> WRITTEN REQUEST
Give the lines of the listing below as a JSON list of strings, one string per line with blank lines omitted. Begin at the line containing "of the apartment" and stop after the line containing "(1105, 676)", including both.

________________

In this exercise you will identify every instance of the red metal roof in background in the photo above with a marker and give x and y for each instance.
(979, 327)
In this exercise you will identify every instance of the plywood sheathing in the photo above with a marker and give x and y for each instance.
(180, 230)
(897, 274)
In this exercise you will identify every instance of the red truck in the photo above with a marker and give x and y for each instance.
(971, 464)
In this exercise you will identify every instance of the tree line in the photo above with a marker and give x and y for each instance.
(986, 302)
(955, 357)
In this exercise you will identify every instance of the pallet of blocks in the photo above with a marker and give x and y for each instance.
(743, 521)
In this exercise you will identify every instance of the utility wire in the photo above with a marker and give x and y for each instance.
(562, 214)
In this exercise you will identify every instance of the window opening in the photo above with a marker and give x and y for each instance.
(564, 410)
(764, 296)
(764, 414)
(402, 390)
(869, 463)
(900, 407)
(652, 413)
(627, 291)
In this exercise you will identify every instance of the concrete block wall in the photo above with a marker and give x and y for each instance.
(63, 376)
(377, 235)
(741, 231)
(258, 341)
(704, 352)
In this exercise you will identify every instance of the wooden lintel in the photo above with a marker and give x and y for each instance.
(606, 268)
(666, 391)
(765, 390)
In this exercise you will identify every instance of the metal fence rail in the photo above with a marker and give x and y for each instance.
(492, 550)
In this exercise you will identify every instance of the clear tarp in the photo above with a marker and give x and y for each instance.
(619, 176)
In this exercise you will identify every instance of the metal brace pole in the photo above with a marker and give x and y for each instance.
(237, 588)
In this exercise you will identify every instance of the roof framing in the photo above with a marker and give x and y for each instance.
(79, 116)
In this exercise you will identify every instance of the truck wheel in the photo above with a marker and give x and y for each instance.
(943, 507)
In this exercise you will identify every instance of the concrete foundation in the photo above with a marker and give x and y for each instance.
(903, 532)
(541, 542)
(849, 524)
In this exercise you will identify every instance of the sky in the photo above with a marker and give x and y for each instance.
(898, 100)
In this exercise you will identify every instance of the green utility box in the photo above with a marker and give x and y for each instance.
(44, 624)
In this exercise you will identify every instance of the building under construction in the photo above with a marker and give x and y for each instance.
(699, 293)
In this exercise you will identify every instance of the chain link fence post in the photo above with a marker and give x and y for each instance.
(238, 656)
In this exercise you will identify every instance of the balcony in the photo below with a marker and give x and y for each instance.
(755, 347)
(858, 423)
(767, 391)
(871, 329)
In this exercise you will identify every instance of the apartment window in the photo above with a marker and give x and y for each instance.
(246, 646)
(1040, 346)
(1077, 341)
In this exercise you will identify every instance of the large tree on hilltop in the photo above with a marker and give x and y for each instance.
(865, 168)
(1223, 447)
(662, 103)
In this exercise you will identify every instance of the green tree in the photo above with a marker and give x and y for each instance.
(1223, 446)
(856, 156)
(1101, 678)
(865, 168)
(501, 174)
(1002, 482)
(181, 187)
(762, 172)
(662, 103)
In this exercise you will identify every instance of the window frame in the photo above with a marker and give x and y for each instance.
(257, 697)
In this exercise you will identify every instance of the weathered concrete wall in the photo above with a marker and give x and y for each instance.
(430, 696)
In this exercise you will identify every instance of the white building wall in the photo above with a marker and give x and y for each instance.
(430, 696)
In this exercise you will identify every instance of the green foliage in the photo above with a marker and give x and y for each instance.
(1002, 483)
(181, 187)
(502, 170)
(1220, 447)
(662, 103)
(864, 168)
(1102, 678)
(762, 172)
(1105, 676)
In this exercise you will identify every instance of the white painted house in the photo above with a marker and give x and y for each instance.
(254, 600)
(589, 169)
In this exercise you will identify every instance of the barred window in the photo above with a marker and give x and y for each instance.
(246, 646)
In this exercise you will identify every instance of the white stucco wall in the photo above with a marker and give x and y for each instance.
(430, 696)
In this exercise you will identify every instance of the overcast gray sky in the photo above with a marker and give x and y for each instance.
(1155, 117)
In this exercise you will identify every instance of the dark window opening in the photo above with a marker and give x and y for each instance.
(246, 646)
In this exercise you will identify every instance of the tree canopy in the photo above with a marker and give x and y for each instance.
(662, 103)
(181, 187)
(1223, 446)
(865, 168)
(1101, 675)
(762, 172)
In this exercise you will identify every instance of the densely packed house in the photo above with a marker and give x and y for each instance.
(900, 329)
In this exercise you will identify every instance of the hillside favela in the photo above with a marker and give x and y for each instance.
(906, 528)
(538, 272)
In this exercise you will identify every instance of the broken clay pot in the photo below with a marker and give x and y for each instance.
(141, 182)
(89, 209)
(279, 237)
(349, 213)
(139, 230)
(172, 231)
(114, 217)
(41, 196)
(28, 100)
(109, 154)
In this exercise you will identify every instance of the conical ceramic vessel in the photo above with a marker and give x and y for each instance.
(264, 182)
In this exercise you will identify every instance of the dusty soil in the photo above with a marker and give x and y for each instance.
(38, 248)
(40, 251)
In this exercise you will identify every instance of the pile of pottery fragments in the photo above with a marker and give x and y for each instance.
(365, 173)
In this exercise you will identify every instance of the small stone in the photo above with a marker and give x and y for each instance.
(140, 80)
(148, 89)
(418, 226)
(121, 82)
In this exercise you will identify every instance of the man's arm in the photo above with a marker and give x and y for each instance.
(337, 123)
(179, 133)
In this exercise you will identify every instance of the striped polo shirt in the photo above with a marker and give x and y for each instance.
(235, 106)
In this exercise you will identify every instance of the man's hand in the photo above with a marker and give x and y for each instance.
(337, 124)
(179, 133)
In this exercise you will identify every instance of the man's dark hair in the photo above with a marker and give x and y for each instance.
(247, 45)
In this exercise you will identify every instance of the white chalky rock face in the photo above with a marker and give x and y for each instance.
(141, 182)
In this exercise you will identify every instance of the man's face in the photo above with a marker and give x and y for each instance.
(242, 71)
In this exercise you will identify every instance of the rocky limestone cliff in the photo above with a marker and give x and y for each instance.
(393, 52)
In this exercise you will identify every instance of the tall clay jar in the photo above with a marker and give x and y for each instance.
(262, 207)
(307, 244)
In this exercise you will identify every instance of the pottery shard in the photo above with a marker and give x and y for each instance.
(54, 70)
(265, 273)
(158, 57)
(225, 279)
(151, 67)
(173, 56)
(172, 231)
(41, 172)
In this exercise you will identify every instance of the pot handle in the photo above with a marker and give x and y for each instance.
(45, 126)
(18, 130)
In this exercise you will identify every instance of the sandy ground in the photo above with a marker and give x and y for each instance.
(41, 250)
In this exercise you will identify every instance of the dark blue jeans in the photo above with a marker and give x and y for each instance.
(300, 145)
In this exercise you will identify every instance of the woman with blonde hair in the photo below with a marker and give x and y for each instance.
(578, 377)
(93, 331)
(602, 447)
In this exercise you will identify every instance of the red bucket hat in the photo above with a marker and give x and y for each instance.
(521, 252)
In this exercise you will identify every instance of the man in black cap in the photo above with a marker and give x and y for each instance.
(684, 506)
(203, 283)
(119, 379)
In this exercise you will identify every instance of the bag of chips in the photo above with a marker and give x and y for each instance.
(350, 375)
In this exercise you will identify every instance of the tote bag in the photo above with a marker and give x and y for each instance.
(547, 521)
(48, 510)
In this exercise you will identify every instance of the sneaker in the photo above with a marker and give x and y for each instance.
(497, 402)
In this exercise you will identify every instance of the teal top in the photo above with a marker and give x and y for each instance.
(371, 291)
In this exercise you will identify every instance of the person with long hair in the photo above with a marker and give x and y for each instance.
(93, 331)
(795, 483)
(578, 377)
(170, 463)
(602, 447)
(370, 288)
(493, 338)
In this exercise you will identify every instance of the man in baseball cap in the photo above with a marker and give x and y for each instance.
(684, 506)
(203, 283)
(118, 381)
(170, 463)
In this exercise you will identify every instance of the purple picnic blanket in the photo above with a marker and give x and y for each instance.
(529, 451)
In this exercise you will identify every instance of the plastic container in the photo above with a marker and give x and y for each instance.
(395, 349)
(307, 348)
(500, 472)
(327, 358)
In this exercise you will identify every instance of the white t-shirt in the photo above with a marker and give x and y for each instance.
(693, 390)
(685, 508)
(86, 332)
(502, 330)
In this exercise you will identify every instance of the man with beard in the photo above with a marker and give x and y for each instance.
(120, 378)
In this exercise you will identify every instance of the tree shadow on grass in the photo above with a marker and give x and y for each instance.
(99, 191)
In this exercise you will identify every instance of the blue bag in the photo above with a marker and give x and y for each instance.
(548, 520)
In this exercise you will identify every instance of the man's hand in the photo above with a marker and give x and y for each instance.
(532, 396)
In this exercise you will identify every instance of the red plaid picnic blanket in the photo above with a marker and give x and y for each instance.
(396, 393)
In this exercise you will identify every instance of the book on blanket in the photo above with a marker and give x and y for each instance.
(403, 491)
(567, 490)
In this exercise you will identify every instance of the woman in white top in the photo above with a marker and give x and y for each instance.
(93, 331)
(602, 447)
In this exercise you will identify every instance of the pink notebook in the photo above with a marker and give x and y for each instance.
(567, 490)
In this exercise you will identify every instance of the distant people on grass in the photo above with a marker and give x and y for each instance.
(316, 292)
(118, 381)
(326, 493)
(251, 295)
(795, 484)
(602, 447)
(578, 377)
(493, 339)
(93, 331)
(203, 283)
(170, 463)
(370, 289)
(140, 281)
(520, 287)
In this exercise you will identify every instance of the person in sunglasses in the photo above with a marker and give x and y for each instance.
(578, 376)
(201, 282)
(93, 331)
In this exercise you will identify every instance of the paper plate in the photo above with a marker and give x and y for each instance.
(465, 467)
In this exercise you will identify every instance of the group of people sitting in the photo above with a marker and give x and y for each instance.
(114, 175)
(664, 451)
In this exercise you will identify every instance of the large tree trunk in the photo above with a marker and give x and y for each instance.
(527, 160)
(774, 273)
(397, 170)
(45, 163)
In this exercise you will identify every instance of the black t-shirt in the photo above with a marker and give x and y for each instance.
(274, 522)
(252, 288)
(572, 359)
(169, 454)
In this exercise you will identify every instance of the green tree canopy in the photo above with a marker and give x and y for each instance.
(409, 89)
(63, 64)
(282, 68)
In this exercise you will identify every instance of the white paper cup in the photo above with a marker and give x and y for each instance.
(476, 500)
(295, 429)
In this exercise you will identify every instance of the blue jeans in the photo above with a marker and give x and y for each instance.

________________

> THE SOLUTION
[
  "In this exercise you will identify every instance of the apartment window in the photo above with a marker and give x and y for each instance.",
  "(246, 646)",
  "(1040, 346)",
  "(1077, 341)",
  "In this exercise you will identify every instance of the large tree on hilltop in the photo above with a marker and give x and y for each instance.",
  "(865, 168)",
  "(1223, 447)",
  "(662, 103)",
  "In this exercise you will identify every instance of the green tree in the photo above with a marker and give x and y for each instance.",
  "(1223, 446)",
  "(856, 156)",
  "(1101, 678)",
  "(865, 168)",
  "(501, 174)",
  "(1002, 482)",
  "(181, 187)",
  "(762, 172)",
  "(662, 103)",
  "In this exercise you will identify every instance of the window frame in the photo above with a marker and give x and y for each instance.",
  "(257, 697)",
  "In this exercise you will identify every instance of the weathered concrete wall in the photo above with a marker and give x and y for each instance.",
  "(430, 696)",
  "In this exercise you will identify every instance of the white building wall in the photo above with a marker and give x and y for each instance.",
  "(430, 696)",
  "In this exercise you will identify every instance of the green foliage in the photo above with a marker and give x and y for each instance.",
  "(1002, 483)",
  "(181, 187)",
  "(502, 170)",
  "(1220, 447)",
  "(662, 103)",
  "(864, 168)",
  "(1102, 678)",
  "(762, 172)",
  "(1105, 676)"
]